### YOUR GOAL
Your reply should be a single number, the count of lines in the records that contain the string "tail".

[SOURCE INFORMATION — start]

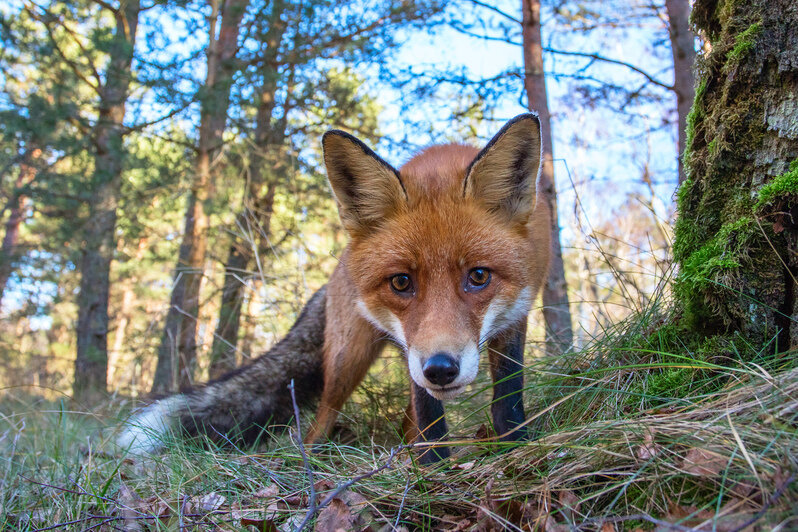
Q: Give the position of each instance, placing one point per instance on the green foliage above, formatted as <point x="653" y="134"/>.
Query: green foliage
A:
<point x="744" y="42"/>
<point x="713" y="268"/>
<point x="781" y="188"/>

[SOURCE INFORMATION — finish]
[SOURCE INFORMATION — start]

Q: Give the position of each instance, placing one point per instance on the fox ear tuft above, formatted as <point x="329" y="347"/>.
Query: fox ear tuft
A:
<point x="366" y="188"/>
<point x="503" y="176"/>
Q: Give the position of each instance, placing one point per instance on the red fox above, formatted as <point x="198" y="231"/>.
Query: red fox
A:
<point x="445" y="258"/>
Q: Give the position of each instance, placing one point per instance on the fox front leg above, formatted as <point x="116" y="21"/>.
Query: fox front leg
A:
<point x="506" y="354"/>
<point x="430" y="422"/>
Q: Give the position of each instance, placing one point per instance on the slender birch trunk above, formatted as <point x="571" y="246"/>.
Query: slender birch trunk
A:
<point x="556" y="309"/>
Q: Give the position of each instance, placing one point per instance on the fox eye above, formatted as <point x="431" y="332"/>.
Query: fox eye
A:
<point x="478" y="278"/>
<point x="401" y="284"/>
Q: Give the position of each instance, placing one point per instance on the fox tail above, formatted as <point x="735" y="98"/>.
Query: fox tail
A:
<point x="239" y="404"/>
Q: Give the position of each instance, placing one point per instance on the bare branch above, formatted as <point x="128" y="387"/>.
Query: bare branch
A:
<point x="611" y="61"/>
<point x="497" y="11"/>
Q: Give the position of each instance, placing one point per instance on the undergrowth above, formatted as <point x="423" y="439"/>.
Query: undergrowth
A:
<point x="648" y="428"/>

[SOURCE INFORMATION — finish]

### RESPONSE BELOW
2